▸ Work to complete
Decide whether each statement below agrees with the text about Joan Grigg, answering yes or no and quoting the deciding words from the text. 1. During the First World War, Grigg worked in a military hospital in Canterbury. 2. Edward Grigg's administration in Kenya put great effort into building hospitals. 3. Grigg enjoyed the social life at Government House in Nairobi.

Joan Alice Katherine Grigg, Baroness Altrincham ( Dickson-Poynder; 11 September 1897 – 1987) was a British organiser of maternity and nursing services in Kenya. She disagreed with the Governor of Kenya (her husband) about race issues and she established medical facilities for all races.

Life 
Grigg was born in the country house called Hartham Park near Corsam in Wiltshire. She was the first and last child of Ann (born Beauclerk) and John Dickson-Poynder, 1st Baron Islington. Her father volunteered his time to a hospital and her mother took an interest in nursing. In 1910, her father became Baron Islington and Governor of New Zealand.

During the First World War she became a nurse after being one of the thousands who volunteered for the Volunteer Aid Detachment. Aged nineteen, she was first based in Canterbury where she worked in a military hospital before she moved out to work in a hospital in Rouen in 1917. She went on to work with the French army before the war ended.

In 1923 she married a Liberal Member of Parliament Edward Grigg. In 1925 her husband was made Governor of Kenya. He was tasked with merging Uganda, Tanganyika and Kenya but ended up creating fine buildings and a steady administration that attracted investment. He believed that Africans were not ready to rule themselves and his administration took little interest in creating hospitals or health care.

Like her parents and building on her wartime experience she took an interest in hospitals in Kenya (and this reflected well on her husband). She disagreed with her husbands views of white rule. She found the social life at Government House in Nairobi dull although she was befriended by Karen Blixen who was then a Danish farmer (but who would in time write Out of Africa about her time in Kenya.)

▸ Data under study
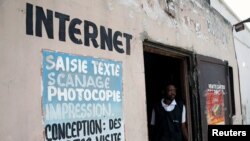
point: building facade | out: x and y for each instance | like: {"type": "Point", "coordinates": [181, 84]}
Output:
{"type": "Point", "coordinates": [242, 45]}
{"type": "Point", "coordinates": [91, 70]}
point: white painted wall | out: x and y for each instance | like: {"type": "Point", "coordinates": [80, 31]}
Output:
{"type": "Point", "coordinates": [242, 47]}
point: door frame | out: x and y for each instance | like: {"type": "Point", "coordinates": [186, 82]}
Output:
{"type": "Point", "coordinates": [189, 84]}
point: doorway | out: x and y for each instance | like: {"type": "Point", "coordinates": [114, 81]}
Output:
{"type": "Point", "coordinates": [163, 65]}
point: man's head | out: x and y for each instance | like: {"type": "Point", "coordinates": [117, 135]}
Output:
{"type": "Point", "coordinates": [170, 92]}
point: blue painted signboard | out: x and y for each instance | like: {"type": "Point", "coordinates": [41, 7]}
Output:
{"type": "Point", "coordinates": [81, 98]}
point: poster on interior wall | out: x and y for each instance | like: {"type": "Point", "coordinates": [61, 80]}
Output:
{"type": "Point", "coordinates": [81, 98]}
{"type": "Point", "coordinates": [215, 104]}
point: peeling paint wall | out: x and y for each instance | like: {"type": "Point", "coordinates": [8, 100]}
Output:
{"type": "Point", "coordinates": [191, 25]}
{"type": "Point", "coordinates": [242, 48]}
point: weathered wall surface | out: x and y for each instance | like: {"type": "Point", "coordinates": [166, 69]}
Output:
{"type": "Point", "coordinates": [241, 40]}
{"type": "Point", "coordinates": [191, 25]}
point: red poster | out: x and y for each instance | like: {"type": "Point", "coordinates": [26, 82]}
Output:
{"type": "Point", "coordinates": [215, 107]}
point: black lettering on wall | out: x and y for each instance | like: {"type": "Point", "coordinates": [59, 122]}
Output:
{"type": "Point", "coordinates": [106, 38]}
{"type": "Point", "coordinates": [62, 25]}
{"type": "Point", "coordinates": [88, 35]}
{"type": "Point", "coordinates": [73, 30]}
{"type": "Point", "coordinates": [128, 37]}
{"type": "Point", "coordinates": [47, 21]}
{"type": "Point", "coordinates": [29, 19]}
{"type": "Point", "coordinates": [116, 42]}
{"type": "Point", "coordinates": [40, 20]}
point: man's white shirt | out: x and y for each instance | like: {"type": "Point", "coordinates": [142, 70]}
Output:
{"type": "Point", "coordinates": [169, 108]}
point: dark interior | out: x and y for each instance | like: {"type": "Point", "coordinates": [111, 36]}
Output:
{"type": "Point", "coordinates": [159, 71]}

▸ Written answer
1. Yes: "she was first based in Canterbury where she worked in a military hospital"
2. No: "his administration took little interest in creating hospitals or health care"
3. No: "She found the social life at Government House in Nairobi dull"